> [DIRECTIONS]
**1)** According to the report on Somali refugees, how many Somalis does Save the Children say arrive at the Dadaab camp each day?
**2)** Write out the part of the report on Somali refugees starting at "Save the Children" and ending at "five months alone.".
**3)** Continue the report on Somali refugees from the point where it stops.

EXCERPTED PASSAGE section start

A Somali refugee child who recently arrived at the Dagahaley camp cries while carrying a sibling, in Dadaab
A Somali refugee child who recently arrived at the Dagahaley camp cries while carrying a sibling, in Dadaab Reuters

Kenya has witnessed a dramatic rise in the number of Somali refugees fleeing that country’s endless wars and, now, the worst drought in six decades, according to humanitarian groups.

Save the Children reported that 1,300 Somalis (including at least 800 children) are arriving daily at the already overcrowded Dadaab refugee camp in Kenya. Over the past year, the monthly volume of people arriving has more than doubled. Many of the newcomers are malnourished, exhausted and dehydrated.

There's been a dramatic rise [in the number of Somali refugees], said Melissa Fleming, spokesperson of the UN High Commissioner for Refugees.

Not only is the number of cases shocking. It's the conditions; it's the state of the people as they arrive.”

Also, the United Nations refugee agency estimates that almost 118,000 Somalis have also crossed into Ethiopia, including 31,000 in the just past five months alone.

Somalia has descended into lawless anarchy as the al-Shabab Islamic group has waged a civil war against Somalia's transitional government, which is supported by African Union peacekeepers.

According to Agence France Presse, it is believed that 750,000 Somalis have fled to neighboring countries, while another 1.46 million have been displaced within the country’s borders itself.

Further complicating matters are the severe drought that is wracking Somalia -- The UN's World Food Program (WFP) believes that 2.5-million Somalis are presently hurt by drought. However, that number may be an under-estimate since it is unknown how many people are suffering in parts of the country which are thought to be dominated by Islamists.

EXCERPTED PASSAGE section end
PROVIDED RECORDS section start

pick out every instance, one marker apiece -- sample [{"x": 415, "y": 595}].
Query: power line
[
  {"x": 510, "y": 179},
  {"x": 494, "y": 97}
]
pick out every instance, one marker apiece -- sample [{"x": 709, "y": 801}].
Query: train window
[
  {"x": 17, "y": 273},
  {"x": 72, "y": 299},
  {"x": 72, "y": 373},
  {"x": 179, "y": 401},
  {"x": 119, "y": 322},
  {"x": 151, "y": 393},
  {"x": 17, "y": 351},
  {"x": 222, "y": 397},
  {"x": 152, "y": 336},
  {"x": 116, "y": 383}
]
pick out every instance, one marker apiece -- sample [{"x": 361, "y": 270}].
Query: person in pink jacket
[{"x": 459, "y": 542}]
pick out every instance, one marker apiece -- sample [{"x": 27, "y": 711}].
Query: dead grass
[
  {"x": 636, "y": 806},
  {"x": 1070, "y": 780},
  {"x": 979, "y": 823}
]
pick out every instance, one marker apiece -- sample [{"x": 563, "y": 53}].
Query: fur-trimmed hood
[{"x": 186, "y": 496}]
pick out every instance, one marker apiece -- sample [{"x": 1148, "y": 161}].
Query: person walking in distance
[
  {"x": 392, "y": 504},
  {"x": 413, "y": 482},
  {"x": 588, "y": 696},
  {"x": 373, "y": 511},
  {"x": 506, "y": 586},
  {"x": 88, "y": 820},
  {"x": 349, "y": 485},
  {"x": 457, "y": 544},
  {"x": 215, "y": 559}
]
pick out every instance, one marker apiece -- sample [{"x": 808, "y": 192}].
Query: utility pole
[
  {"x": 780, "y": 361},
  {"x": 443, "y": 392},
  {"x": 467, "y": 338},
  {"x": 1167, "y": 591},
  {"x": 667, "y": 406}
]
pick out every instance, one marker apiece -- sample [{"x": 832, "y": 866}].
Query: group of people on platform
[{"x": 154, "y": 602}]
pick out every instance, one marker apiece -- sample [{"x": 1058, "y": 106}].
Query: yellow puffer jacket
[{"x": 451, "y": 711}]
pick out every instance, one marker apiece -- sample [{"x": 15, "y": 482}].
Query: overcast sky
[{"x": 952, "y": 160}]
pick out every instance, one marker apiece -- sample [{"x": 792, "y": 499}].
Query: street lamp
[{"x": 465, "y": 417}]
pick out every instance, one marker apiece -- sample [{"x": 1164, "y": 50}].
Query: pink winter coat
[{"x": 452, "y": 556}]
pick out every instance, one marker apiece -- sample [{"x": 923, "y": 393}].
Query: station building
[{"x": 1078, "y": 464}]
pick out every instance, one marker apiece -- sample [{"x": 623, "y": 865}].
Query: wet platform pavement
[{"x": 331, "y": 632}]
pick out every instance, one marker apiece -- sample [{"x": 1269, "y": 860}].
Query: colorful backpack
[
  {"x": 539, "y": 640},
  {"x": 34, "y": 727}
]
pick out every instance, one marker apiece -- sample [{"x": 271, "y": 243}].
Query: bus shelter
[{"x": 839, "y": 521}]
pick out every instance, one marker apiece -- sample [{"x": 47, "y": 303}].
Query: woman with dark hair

PROVIDED RECORDS section end

> [EXERCISE ANSWERS]
**1)** 1,300 Somalis, including at least 800 children.

**2)**
Save the Children reported that 1,300 Somalis (including at least 800 children) are arriving daily at the already overcrowded Dadaab refugee camp in Kenya. Over the past year, the monthly volume of people arriving has more than doubled. Many of the newcomers are malnourished, exhausted and dehydrated.

There's been a dramatic rise [in the number of Somali refugees], said Melissa Fleming, spokesperson of the UN High Commissioner for Refugees.

Not only is the number of cases shocking. It's the conditions; it's the state of the people as they arrive.”

Also, the United Nations refugee agency estimates that almost 118,000 Somalis have also crossed into Ethiopia, including 31,000 in the just past five months alone.

**3)**
Nairobi-based Peter Smerdon of WFP told BBC: We are not working in areas of the South controlled by al-Shabab after our teams were threatened, intimidated and there were demands for payment.”

Meanwhile, more and more desperate Somalis continue to pour into Dadaab, which is believed to be the world’s biggest refugee camp. Designed to hold just 90,000 people, it is now bursting at the seams with at least 350,000.

Many of the arrivals have walked for a month or more from Somalia.

A mother arrived at one of our feeding centers saying she'd actually left her children behind in a village because she couldn't watch them die, Sonia Zambakides, Save the Children's Emergency Manager for Somalia, told BBC.

She had walked away and left her six children in a house. Two of them ended up dying and we managed to reach four others. Children are arriving into Dadaab barefoot, after walking six weeks. They're covered in sores and wounds, they're acutely malnourished, they're completely dehydrated and that is preferable to the conditions they are living in south-central Somalia.

Many children are in dire need of medical care, according to Medecins Sans Frontieres (Doctors Without Borders).

The refugee plight is expected to worsen as there appears to be no end in sight to either the civil war or drought in Somalia. The drought is also affecting parts of northern Kenya, Djibouti and Ethiopia – all told, about 10-million people across a broad swath of land are suffering from it.

The UN's Office for the Co-Ordination of Humanitarian Affairs (OCHA) described it as an emergency crisis.